• Your objective:
Print out each record below, unaltered and complete, without its images.
--------
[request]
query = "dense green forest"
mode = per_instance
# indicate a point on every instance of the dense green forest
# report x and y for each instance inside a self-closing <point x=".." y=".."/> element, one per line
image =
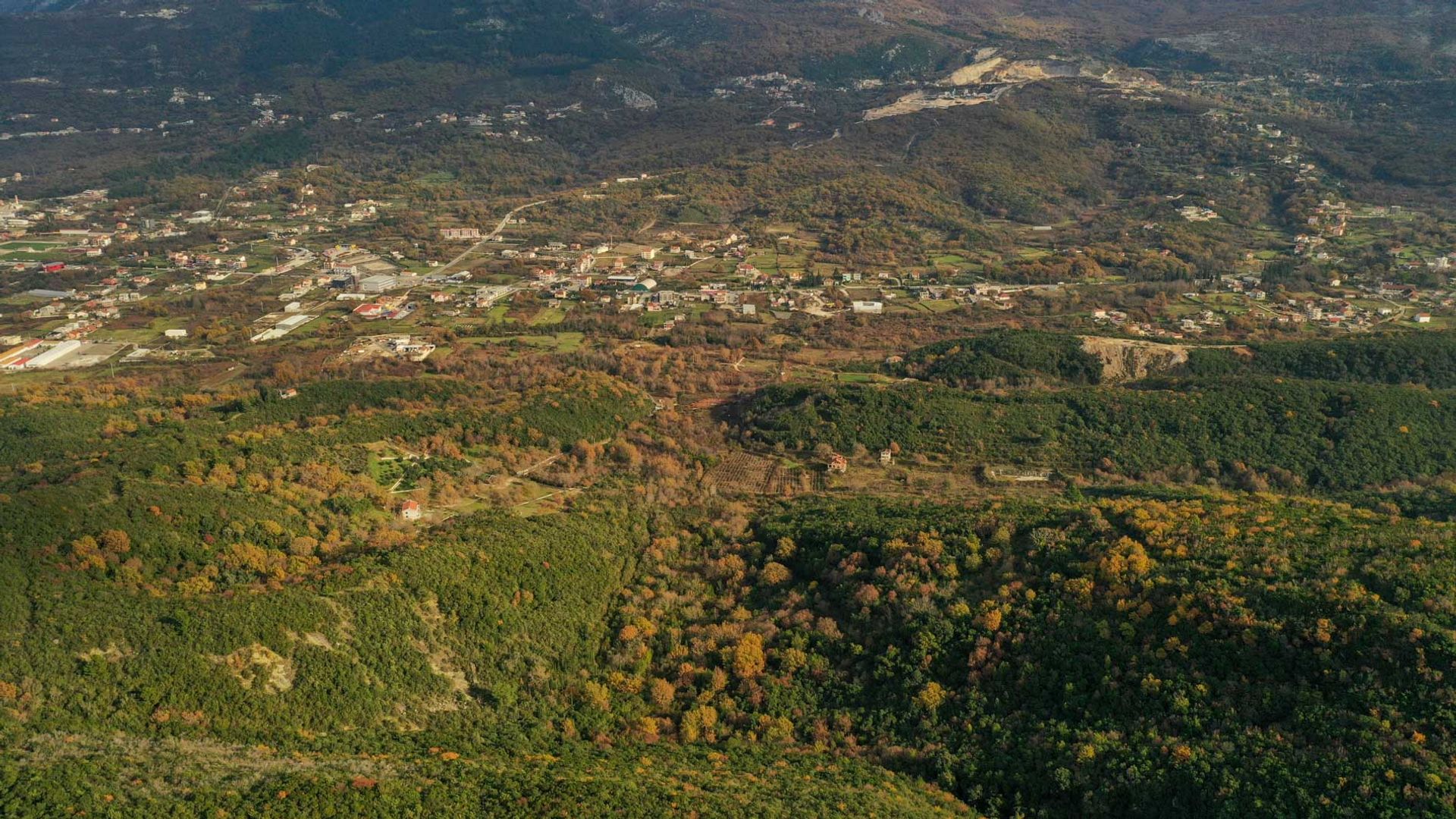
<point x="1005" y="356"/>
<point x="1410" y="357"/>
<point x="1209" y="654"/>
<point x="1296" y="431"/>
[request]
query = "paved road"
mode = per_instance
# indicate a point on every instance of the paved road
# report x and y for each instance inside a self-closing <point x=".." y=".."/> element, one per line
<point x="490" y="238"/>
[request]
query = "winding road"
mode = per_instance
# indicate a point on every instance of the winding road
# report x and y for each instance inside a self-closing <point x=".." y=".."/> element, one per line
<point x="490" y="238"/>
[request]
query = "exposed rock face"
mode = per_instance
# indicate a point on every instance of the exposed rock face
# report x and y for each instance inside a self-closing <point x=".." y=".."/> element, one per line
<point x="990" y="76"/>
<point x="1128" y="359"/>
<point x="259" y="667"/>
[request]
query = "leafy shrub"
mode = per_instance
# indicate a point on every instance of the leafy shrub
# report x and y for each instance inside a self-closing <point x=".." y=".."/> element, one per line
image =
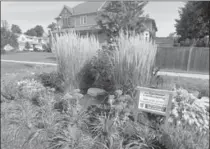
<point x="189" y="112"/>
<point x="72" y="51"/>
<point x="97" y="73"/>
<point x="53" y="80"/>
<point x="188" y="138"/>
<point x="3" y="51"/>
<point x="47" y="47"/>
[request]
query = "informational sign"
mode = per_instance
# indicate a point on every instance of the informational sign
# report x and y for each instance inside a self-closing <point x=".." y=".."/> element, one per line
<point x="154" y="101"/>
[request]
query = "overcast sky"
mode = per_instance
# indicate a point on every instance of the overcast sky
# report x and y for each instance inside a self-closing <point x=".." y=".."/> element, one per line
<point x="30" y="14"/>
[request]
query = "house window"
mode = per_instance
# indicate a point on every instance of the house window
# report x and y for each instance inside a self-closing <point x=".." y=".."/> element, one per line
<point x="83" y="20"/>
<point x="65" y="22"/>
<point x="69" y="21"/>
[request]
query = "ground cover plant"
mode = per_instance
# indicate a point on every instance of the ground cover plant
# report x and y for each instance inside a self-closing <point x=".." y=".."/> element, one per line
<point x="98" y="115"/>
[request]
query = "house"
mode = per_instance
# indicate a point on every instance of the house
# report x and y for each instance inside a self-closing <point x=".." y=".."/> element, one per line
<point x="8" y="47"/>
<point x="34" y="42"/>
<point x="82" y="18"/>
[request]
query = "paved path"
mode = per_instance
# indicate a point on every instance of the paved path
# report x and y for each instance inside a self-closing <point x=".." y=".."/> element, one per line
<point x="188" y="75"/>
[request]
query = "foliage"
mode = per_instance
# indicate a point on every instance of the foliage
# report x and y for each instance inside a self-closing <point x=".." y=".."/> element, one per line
--------
• Exercise answer:
[request]
query = "dense green forest"
mode = per_instance
# indicate a point on every instance of the dense green forest
# report x and y for each instance inside a self-closing <point x=".." y=".."/> element, one per line
image =
<point x="1005" y="356"/>
<point x="1410" y="357"/>
<point x="1209" y="654"/>
<point x="1296" y="431"/>
[request]
query = "paved road"
mode = per_instance
# indicate a point on every instance of the paved road
# report x and y for each instance inside a self-closing <point x=".." y=".."/> element, one per line
<point x="490" y="238"/>
[request]
query = "winding road"
mode = per_instance
# indicate a point on every instance of the winding road
# report x and y for each instance inside a self-closing <point x=".." y=".."/> element, one per line
<point x="490" y="238"/>
[request]
query = "exposed rock face"
mode = per_instance
# indicate a point on every instance of the exposed rock face
# report x and y for each instance inside a self-closing <point x=".." y=".."/> element, one per line
<point x="990" y="76"/>
<point x="1128" y="359"/>
<point x="259" y="667"/>
[request]
query = "leafy shrub"
mode = per_instance
# indicate a point on every instance of the leafy shrub
# report x and y for each instance inside a self-closing <point x=".." y=".."/> element, one per line
image =
<point x="189" y="112"/>
<point x="72" y="51"/>
<point x="97" y="73"/>
<point x="53" y="80"/>
<point x="188" y="138"/>
<point x="3" y="51"/>
<point x="47" y="47"/>
[request]
query = "informational sign"
mode = per_instance
# indicate a point on every instance of the informational sign
# report x and y for each instance inside a self-closing <point x=".." y=".."/> element, one per line
<point x="154" y="101"/>
[request]
query = "overcast sky"
mode = per_instance
# indicate a point on every instance of the overcast sky
# report x and y for each instance inside a self-closing <point x=".." y=".."/> element, one per line
<point x="30" y="14"/>
[request]
query = "house window"
mode = per_instance
# indicate a point on every instance of the house window
# report x and y for each instance inside a self-closing <point x=".." y=".."/> element, one per line
<point x="83" y="20"/>
<point x="65" y="22"/>
<point x="69" y="21"/>
[request]
query = "ground cover plant"
mode = per_instance
# indicate a point on every instance of the ground cover plant
# report x and y for each instance inside a self-closing <point x=".." y=".."/> element, one per line
<point x="98" y="115"/>
[request]
query = "house"
mode = per_instance
# indicate a point on every instance of the house
# report x and y for each instance inside a self-closing <point x=".." y=".."/> element, one per line
<point x="8" y="47"/>
<point x="34" y="42"/>
<point x="82" y="18"/>
[request]
query = "paved path"
mode = per_instance
# indicate a point on every instance of the paved path
# report x and y for each instance inside a self-closing <point x=".." y=".."/> element, one per line
<point x="188" y="75"/>
[request]
query = "foliage"
mode = per_instance
# indicate a point on every instance of the foliage
# report x and y for each instance inside a self-closing <point x=".." y=".."/> element, one per line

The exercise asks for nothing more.